Work to be completed:
Could you please output only the lines from the one holding "Task: put a point on every instance of the sky" through the end of the listing below, exactly as written and without pictures?

Records provided:
--------------------------------

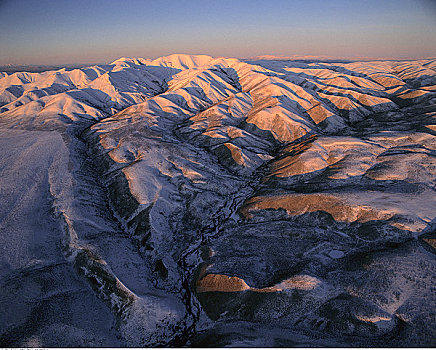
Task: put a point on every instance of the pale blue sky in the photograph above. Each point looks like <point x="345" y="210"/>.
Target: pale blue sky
<point x="88" y="31"/>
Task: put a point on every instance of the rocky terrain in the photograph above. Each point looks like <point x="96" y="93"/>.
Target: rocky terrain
<point x="199" y="201"/>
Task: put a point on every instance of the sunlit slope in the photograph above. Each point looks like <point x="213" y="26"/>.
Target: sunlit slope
<point x="293" y="196"/>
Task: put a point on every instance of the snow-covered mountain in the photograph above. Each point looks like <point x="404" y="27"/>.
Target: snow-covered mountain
<point x="192" y="200"/>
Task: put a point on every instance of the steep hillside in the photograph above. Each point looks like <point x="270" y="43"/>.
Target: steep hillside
<point x="221" y="202"/>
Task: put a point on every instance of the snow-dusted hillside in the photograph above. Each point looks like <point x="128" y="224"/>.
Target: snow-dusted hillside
<point x="202" y="201"/>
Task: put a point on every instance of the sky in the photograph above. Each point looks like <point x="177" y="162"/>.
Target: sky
<point x="100" y="31"/>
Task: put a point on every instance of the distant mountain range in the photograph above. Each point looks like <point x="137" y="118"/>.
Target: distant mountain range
<point x="200" y="201"/>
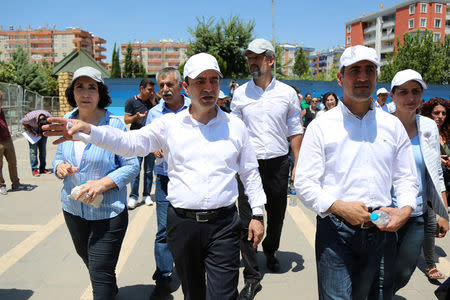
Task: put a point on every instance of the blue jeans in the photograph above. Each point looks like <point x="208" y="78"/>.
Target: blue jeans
<point x="348" y="259"/>
<point x="149" y="163"/>
<point x="40" y="146"/>
<point x="163" y="257"/>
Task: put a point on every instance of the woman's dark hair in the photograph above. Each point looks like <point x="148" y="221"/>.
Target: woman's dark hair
<point x="428" y="107"/>
<point x="103" y="93"/>
<point x="325" y="97"/>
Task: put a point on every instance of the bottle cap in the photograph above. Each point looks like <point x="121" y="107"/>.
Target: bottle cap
<point x="374" y="216"/>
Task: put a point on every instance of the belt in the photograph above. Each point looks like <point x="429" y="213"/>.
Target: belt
<point x="364" y="226"/>
<point x="203" y="215"/>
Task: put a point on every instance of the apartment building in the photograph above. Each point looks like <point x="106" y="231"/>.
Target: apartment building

--------------------------------

Solution to this task:
Task: put a point on every instance of the sky in the photograph above. Each point looks like <point x="177" y="162"/>.
Target: sky
<point x="100" y="31"/>
Task: put a point on every instance of the distant mountain range in the photograph above. Each point looks like <point x="137" y="118"/>.
Target: distant mountain range
<point x="200" y="201"/>
Task: put a point on every instance of the blue jeans in the photograph above. Each point looks like <point x="208" y="78"/>.
Target: blue jeans
<point x="348" y="259"/>
<point x="149" y="163"/>
<point x="40" y="146"/>
<point x="163" y="257"/>
Task: put a point on every instance of the woman's dark hair in the photograph above. Each point looks like <point x="148" y="221"/>.
Target: woman's dark hair
<point x="428" y="107"/>
<point x="103" y="93"/>
<point x="325" y="97"/>
Task: put a point on every instance of the bottle cap in the photograph above. Each point looks like <point x="121" y="107"/>.
Target: bottle cap
<point x="374" y="216"/>
Task: put a point on every instance of the belt in the photograph above. Each point looks like <point x="429" y="213"/>.
Target: belt
<point x="364" y="226"/>
<point x="203" y="215"/>
Task: put a point on every instance of the apartment building in the photograph above. Each point looks like <point x="106" y="231"/>.
Target: apartment building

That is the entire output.